• Exercise objective:
Reproduce the rows below verbatim, from their first line through the line that contains "87L286 101L287 156L288", both included. Omit the pictures from your answer.

*** Opening Input records ***

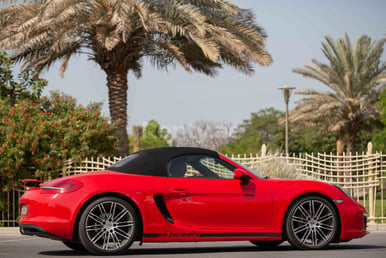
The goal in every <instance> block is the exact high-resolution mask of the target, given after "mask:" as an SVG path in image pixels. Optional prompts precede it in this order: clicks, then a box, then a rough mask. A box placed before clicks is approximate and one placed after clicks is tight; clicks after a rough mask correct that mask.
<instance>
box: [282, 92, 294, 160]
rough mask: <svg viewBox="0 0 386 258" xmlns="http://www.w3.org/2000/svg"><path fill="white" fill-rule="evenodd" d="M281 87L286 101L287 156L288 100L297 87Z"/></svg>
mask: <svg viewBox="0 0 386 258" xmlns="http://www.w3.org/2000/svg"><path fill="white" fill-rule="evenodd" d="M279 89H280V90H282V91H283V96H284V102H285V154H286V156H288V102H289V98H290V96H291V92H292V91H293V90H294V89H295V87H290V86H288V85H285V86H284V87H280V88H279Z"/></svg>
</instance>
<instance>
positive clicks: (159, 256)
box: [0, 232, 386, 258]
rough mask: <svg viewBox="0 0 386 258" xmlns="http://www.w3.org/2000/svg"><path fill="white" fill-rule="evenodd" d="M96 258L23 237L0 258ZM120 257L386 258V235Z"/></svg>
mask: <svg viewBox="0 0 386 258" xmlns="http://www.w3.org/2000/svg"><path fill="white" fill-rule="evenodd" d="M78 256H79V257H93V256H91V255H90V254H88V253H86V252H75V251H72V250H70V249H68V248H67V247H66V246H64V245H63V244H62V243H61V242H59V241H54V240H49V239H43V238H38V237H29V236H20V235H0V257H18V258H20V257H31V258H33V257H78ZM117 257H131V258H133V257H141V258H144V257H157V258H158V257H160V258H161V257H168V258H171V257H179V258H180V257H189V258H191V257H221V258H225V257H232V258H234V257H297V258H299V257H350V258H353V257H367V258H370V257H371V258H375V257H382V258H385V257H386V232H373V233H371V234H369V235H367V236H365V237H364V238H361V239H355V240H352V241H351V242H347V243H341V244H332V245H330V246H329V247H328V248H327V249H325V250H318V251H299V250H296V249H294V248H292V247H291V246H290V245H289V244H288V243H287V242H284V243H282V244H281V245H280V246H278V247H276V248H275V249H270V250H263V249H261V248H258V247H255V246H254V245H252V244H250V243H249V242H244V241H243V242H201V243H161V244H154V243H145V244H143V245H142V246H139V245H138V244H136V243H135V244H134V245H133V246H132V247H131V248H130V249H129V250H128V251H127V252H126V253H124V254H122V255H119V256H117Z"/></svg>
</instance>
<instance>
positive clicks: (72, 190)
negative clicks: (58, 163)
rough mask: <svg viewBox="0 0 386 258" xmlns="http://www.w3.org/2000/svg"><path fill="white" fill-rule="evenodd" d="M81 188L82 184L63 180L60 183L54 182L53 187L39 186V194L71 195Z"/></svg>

*** Closing Input records ***

• Answer to this problem:
The goal in every <instance> block is the exact high-resolution mask of the target, given after "mask:" as an SVG path in image pixels. Optional prompts precede it in this order: clicks, then a box, then a rough mask. A box placed before clicks is approximate and one placed after clicks is tight; clicks after a rough mask correct that mask.
<instance>
box: [282, 92, 294, 160]
rough mask: <svg viewBox="0 0 386 258" xmlns="http://www.w3.org/2000/svg"><path fill="white" fill-rule="evenodd" d="M281 87L286 101L287 156L288 100L297 87Z"/></svg>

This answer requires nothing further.